15.          Securityholders of the Terminating Fund will be asked to approve the Merger at a special meeting to be held on or about October 6, 2017.

 

16.          The Manager will pay for the costs of the Merger. These costs consist mainly of brokerage charges associated with the Merger-related trades that occur both before and after the Merger date and legal, proxy solicitation, printing, mailing and regulatory fees.

 

17.          No sales charges will be payable in connection with the acquisition by the Continuing Fund of the investment portfolio of the Terminating Fund.

 

18.          Securities of the Continuing Fund received by securityholders in the Terminating Fund as a result of the Merger will have the same sales charge option and, for securities purchased under low load or deferred sales charge options, the same remaining deferred sales charge schedule as their securities in the Terminating Fund.

 

19.          Securityholders of the Terminating Fund will continue to have the right to redeem securities of the Terminating Fund at any time up to the close of business on the business day immediately before the Merger Date.

 


Securityholder Disclosure

 

20.          In accordance with National Instrument 81-106 Investment Fund Continuous Disclosure (NI 81-106), a press release announcing the proposed Merger was issued and filed via SEDAR on July 24, 2017. Amendments to the Offering Documents dated July 28, 2017 and a material change report dated July 28, 2017 with respect to the proposed Merger were filed via SEDAR.

 

21.          As required by NI 81-107, an IRC has been appointed for the Funds. The Manager presented the potential conflict of interest matters related to the proposed Merger to the IRC. The IRC reviewed the potential conflict of interest matter related to the proposed Merger and on July 12, 2017 provided its positive recommendation for the Merger, after determining that the proposed Merger, if implemented, would achieve a fair and reasonable result for the Terminating Fund.

RECORDS PROVIDED:
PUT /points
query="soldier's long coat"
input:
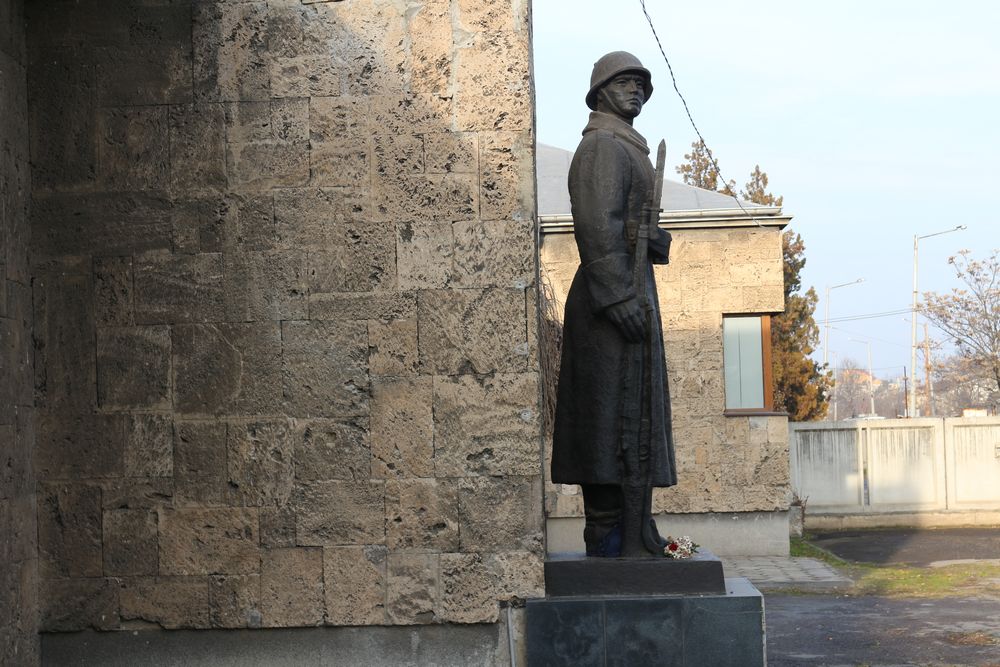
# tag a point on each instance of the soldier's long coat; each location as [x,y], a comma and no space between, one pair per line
[610,179]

GIVEN PROBLEM 1: In the fund merger text, condense the paragraph beginning "The Manager will pay for the costs of the Merger" into a short bulleted list that keeps its main facts.
GIVEN PROBLEM 2: Carry the fund merger text forward, starting right after its final paragraph.
The material is not needed for anything here.

TASK OUTPUT 1:
- The Manager will pay the costs of the Merger.
- These are mainly brokerage charges for Merger-related trades made before and after the Merger date.
- They also include legal, proxy solicitation, printing, mailing and regulatory fees.

TASK OUTPUT 2:
22.          Pursuant to a decision dated December 5, 2016 (the Notice-and-Access Decision), the Manager has obtained an exemption from the requirement in paragraph 12.2(2)(a) of NI 81-106 to send an information circular and proxy-related materials to the securityholders of the Terminating Fund and instead allow the Terminating Fund to make use of a notice-and-access process. The notice prescribed by the Notice-and-Access Decision (the Notice-and-Access Document), the form of proxy and the fund facts relating to the relevant series of the Continuing Fund will be sent to securityholders of the Terminating Fund commencing on or about August 31, 2017. Additionally, the Notice-and-Access Document, form of proxy and information circular (the Meeting Materials) were concurrently filed via SEDAR and posted on the Manager’s website.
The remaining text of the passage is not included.